• _PROBLEM STATEMENT_
Print the lines that run from the line with "Where can the vegetation" to the line with "Where can the parked", keeping both end lines, exactly as they appear in the entries below, and nothing else.

• _RECORDS SUPPLIED_
◆ ◆ ◆ ◆ ◆

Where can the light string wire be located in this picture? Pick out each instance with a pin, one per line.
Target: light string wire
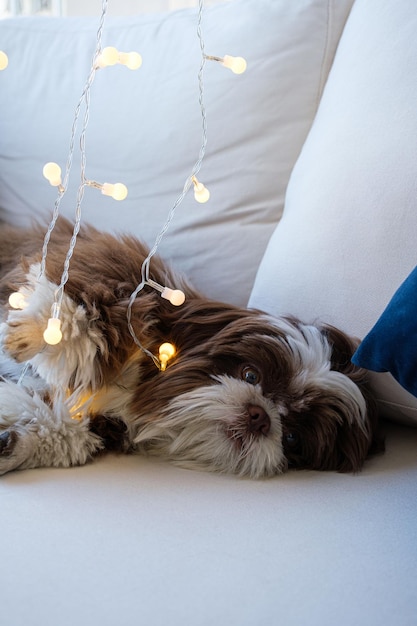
(85, 97)
(145, 270)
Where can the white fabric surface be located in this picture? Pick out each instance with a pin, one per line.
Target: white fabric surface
(145, 126)
(348, 236)
(132, 541)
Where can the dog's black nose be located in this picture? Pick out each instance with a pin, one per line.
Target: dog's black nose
(258, 420)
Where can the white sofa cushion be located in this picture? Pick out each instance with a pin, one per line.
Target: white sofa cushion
(145, 126)
(347, 239)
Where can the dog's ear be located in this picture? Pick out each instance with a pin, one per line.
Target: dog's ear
(353, 442)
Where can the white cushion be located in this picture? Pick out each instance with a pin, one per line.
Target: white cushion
(145, 126)
(348, 236)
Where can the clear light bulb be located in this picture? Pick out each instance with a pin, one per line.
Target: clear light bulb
(52, 173)
(53, 334)
(175, 296)
(236, 64)
(131, 60)
(118, 191)
(17, 300)
(4, 60)
(166, 352)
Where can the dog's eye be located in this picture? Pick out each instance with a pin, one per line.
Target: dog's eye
(250, 375)
(291, 439)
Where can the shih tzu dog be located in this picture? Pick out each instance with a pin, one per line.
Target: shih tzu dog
(245, 393)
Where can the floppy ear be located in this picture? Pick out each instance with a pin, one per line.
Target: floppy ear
(352, 441)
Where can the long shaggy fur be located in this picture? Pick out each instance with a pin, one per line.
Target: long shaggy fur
(246, 393)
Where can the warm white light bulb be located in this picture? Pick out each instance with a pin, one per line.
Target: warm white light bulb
(52, 173)
(4, 60)
(236, 64)
(17, 300)
(108, 56)
(166, 352)
(132, 60)
(175, 296)
(118, 191)
(53, 334)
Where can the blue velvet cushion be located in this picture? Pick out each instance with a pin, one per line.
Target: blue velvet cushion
(391, 345)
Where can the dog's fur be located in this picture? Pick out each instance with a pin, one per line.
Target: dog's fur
(246, 393)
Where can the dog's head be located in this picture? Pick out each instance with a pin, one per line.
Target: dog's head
(254, 395)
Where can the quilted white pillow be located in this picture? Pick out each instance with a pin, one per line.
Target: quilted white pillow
(145, 126)
(348, 236)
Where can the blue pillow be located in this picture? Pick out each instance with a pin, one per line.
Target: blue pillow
(391, 345)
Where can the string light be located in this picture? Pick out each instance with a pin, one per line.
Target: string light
(52, 173)
(166, 352)
(201, 193)
(104, 57)
(17, 300)
(175, 296)
(236, 64)
(53, 334)
(117, 191)
(111, 56)
(4, 60)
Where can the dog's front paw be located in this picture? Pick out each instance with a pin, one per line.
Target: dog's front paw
(22, 337)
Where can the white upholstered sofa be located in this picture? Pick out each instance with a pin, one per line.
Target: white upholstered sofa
(321, 130)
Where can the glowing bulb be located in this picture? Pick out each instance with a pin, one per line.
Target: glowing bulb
(52, 173)
(175, 296)
(236, 64)
(111, 56)
(201, 193)
(17, 300)
(132, 60)
(53, 334)
(108, 56)
(4, 60)
(166, 352)
(118, 191)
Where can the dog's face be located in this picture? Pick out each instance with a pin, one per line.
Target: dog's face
(254, 396)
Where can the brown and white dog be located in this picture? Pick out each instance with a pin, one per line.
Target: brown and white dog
(246, 393)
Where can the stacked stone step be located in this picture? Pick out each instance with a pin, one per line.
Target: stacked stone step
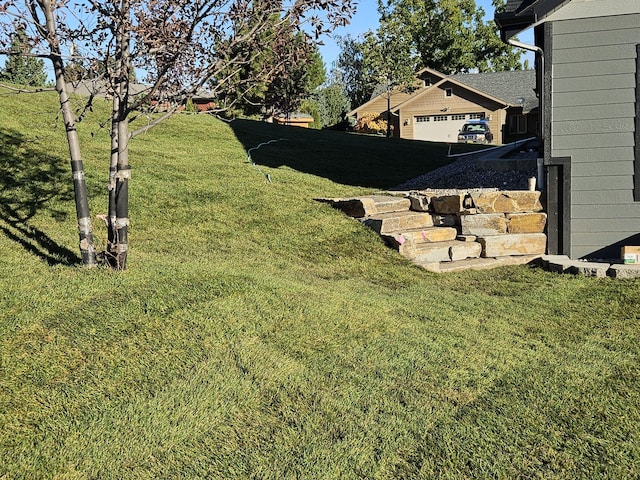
(453, 230)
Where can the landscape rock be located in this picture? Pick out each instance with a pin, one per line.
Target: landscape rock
(526, 222)
(448, 204)
(624, 271)
(517, 201)
(463, 250)
(394, 222)
(513, 244)
(483, 224)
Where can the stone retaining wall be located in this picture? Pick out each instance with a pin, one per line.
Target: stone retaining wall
(447, 230)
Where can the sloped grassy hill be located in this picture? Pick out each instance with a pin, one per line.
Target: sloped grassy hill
(260, 334)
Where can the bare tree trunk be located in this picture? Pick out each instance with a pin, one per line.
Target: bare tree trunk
(119, 169)
(85, 230)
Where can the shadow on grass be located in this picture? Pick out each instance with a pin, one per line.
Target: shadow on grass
(31, 180)
(345, 158)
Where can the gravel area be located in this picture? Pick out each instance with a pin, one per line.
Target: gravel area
(466, 172)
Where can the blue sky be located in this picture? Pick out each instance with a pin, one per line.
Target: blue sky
(366, 18)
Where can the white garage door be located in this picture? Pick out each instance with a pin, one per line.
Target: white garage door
(438, 128)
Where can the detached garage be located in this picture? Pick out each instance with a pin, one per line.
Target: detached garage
(441, 128)
(440, 105)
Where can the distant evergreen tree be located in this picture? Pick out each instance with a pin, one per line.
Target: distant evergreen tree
(20, 67)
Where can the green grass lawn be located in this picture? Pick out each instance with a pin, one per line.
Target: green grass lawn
(260, 334)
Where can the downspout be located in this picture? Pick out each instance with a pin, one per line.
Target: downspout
(540, 54)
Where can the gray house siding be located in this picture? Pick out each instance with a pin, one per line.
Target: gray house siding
(592, 102)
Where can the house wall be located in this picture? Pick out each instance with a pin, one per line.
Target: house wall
(592, 106)
(434, 101)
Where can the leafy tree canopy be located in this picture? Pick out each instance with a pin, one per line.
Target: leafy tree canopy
(450, 36)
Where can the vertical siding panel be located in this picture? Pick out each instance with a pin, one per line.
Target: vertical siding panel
(595, 74)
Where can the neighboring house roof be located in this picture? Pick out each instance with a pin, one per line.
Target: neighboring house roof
(513, 88)
(519, 15)
(448, 80)
(397, 97)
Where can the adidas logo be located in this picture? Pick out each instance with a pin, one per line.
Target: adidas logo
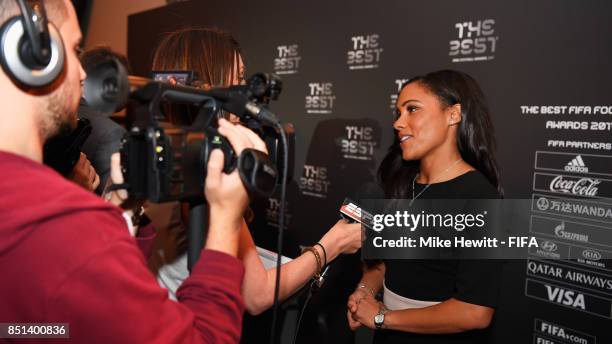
(577, 165)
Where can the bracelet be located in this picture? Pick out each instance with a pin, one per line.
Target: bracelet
(324, 252)
(318, 258)
(361, 285)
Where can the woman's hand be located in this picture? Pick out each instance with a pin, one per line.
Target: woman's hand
(367, 308)
(353, 304)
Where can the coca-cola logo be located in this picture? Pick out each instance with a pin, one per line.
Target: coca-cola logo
(580, 187)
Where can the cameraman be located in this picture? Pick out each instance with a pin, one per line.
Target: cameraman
(66, 256)
(216, 58)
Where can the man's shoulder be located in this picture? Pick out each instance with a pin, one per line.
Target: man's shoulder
(30, 191)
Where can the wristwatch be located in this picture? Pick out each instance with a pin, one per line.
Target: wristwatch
(379, 319)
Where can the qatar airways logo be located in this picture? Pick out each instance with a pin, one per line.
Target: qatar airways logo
(476, 41)
(581, 187)
(288, 60)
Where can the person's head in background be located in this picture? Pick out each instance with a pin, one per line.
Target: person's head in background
(213, 54)
(98, 54)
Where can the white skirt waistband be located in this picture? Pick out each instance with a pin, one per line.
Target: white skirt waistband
(395, 302)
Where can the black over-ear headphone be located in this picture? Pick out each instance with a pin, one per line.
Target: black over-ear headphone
(31, 49)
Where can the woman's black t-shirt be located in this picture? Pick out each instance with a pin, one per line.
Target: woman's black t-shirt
(472, 281)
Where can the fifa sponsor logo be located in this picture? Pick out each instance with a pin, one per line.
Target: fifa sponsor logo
(288, 60)
(321, 98)
(591, 254)
(314, 181)
(365, 52)
(565, 297)
(576, 165)
(476, 41)
(398, 85)
(561, 233)
(580, 187)
(548, 246)
(359, 143)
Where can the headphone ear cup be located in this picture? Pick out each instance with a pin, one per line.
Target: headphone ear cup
(20, 68)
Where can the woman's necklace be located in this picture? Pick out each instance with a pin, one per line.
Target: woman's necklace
(427, 186)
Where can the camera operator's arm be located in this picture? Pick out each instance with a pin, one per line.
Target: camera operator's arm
(259, 283)
(226, 195)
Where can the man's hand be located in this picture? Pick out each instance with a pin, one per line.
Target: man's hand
(83, 174)
(225, 193)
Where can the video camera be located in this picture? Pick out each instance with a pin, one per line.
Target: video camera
(165, 159)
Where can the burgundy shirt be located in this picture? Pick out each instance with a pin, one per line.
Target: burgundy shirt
(66, 257)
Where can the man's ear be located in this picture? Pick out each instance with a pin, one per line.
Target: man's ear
(454, 112)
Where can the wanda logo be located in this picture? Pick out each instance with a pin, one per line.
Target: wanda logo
(580, 187)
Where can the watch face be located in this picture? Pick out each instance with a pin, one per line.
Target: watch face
(379, 318)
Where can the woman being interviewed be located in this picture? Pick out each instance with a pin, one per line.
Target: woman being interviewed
(215, 56)
(444, 148)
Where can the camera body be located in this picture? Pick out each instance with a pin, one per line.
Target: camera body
(164, 159)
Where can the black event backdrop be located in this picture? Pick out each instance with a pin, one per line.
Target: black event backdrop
(544, 67)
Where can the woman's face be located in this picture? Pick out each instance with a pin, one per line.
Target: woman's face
(422, 123)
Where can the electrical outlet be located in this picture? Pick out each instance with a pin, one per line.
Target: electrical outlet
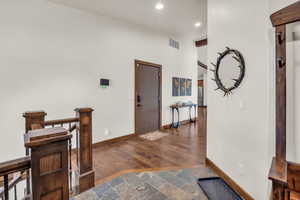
(106, 132)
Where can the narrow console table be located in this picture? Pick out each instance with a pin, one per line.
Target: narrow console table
(177, 108)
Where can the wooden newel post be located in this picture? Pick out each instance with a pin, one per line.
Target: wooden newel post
(86, 172)
(36, 119)
(32, 119)
(49, 163)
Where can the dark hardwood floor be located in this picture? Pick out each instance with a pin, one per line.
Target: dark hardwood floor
(185, 147)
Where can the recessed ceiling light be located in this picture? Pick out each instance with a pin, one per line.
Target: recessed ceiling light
(198, 24)
(159, 6)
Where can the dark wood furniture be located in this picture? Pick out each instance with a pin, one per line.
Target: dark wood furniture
(285, 175)
(177, 108)
(7, 169)
(82, 125)
(49, 163)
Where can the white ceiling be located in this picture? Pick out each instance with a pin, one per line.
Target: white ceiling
(177, 18)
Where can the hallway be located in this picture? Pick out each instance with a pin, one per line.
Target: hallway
(182, 148)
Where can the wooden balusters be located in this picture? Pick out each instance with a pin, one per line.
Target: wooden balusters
(86, 172)
(49, 163)
(82, 124)
(7, 169)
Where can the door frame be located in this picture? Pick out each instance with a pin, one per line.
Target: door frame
(149, 64)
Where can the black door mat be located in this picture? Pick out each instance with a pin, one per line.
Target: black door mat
(216, 188)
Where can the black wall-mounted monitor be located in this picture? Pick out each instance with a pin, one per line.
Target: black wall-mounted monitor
(104, 82)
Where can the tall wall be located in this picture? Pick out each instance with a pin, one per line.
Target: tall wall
(202, 57)
(52, 58)
(241, 127)
(238, 125)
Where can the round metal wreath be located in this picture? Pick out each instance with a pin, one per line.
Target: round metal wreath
(240, 59)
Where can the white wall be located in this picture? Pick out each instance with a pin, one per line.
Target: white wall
(202, 73)
(238, 125)
(241, 138)
(52, 58)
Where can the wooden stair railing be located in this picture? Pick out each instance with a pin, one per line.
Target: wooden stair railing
(12, 173)
(82, 125)
(49, 163)
(285, 176)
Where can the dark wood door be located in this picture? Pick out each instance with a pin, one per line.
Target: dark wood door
(147, 100)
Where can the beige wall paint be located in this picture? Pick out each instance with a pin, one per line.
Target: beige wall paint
(238, 125)
(52, 58)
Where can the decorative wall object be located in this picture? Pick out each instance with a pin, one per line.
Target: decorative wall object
(176, 87)
(229, 71)
(188, 85)
(182, 86)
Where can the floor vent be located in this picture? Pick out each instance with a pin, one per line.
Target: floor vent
(216, 188)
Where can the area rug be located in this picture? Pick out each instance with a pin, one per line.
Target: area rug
(156, 135)
(216, 188)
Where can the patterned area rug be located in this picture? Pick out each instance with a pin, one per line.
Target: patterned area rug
(156, 135)
(161, 185)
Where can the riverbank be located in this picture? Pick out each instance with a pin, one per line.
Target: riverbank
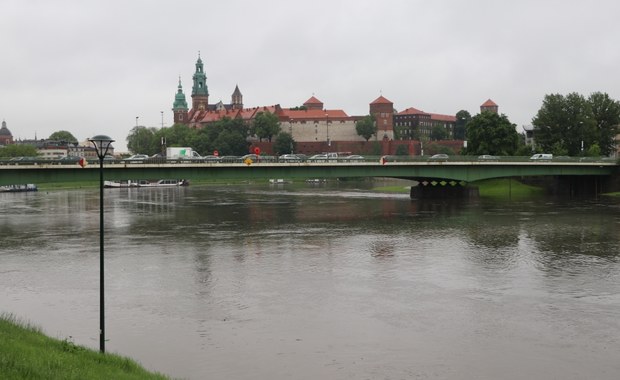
(29, 354)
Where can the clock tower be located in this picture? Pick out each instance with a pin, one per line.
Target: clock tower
(200, 92)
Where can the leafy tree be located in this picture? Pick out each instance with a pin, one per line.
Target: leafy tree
(565, 123)
(606, 113)
(438, 132)
(143, 140)
(284, 143)
(266, 125)
(63, 136)
(18, 150)
(366, 127)
(462, 118)
(491, 133)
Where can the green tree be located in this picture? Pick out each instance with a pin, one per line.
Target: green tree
(284, 143)
(266, 125)
(462, 118)
(491, 133)
(18, 150)
(438, 132)
(565, 123)
(143, 140)
(606, 113)
(63, 136)
(366, 127)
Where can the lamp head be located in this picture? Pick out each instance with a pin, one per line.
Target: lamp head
(102, 143)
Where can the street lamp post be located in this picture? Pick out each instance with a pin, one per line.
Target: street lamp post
(102, 145)
(327, 125)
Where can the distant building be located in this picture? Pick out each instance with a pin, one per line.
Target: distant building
(383, 111)
(415, 124)
(6, 137)
(489, 106)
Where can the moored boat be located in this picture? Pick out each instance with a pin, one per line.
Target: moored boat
(18, 188)
(146, 183)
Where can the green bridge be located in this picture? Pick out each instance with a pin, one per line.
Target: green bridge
(461, 171)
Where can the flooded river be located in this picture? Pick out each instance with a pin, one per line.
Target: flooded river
(330, 281)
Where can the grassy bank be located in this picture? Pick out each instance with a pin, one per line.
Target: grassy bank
(493, 188)
(26, 353)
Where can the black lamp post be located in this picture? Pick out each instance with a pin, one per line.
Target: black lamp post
(102, 145)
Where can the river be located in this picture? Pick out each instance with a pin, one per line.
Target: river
(327, 281)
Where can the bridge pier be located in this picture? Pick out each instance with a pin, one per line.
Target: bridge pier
(442, 190)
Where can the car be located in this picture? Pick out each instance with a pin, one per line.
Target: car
(289, 158)
(439, 157)
(488, 157)
(211, 158)
(353, 157)
(136, 158)
(230, 159)
(542, 156)
(318, 158)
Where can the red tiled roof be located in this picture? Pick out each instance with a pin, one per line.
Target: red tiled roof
(381, 100)
(412, 111)
(313, 100)
(489, 103)
(436, 116)
(314, 114)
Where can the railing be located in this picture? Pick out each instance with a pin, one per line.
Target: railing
(271, 159)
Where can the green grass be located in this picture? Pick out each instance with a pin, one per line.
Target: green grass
(26, 353)
(493, 188)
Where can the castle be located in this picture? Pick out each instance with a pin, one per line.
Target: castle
(310, 123)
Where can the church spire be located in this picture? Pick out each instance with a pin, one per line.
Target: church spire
(179, 107)
(200, 91)
(237, 99)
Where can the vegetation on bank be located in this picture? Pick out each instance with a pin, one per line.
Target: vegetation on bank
(29, 354)
(503, 188)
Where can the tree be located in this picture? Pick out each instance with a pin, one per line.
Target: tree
(266, 125)
(606, 112)
(366, 127)
(462, 118)
(18, 150)
(142, 140)
(565, 124)
(63, 136)
(284, 143)
(491, 133)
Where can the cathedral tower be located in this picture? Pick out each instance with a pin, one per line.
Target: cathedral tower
(200, 92)
(179, 108)
(237, 99)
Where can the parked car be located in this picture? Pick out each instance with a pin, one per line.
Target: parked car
(230, 159)
(211, 158)
(542, 156)
(488, 157)
(289, 158)
(353, 157)
(318, 158)
(439, 157)
(136, 158)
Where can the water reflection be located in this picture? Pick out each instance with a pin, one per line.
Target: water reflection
(259, 282)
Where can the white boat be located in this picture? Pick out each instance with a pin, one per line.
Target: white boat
(18, 188)
(146, 183)
(164, 183)
(120, 184)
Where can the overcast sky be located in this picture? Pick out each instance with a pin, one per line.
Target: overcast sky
(93, 66)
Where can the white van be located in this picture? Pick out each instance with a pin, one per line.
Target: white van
(542, 156)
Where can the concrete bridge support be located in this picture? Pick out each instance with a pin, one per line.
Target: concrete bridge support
(442, 191)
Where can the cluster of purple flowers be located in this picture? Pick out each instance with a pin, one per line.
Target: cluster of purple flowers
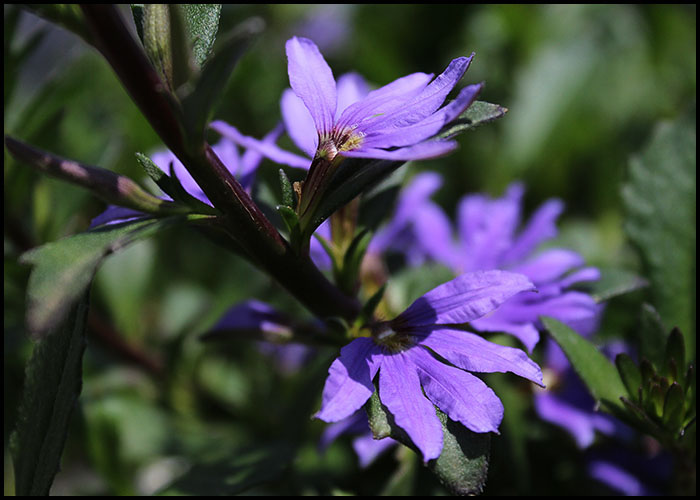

◆ ◆ ◆ ◆ ◆

• _PROBLEM SOLUTION_
Where can the vegetation on bank be located in this picture? Pick out each instance with a pin, one per line.
Target: vegetation on bank
(29, 354)
(503, 188)
Where can the tree be located in this picture? Pick out each instance with a pin, one per line.
Target: tree
(266, 125)
(606, 112)
(366, 127)
(462, 118)
(18, 150)
(142, 140)
(565, 124)
(63, 136)
(284, 143)
(491, 133)
Where can the cathedral tower be located in this picture? Pick out each instance with a pin, one per line.
Target: cathedral tower
(200, 92)
(179, 108)
(237, 99)
Where can the parked car be located in this picture? Pick out each instance with a pin, one per line.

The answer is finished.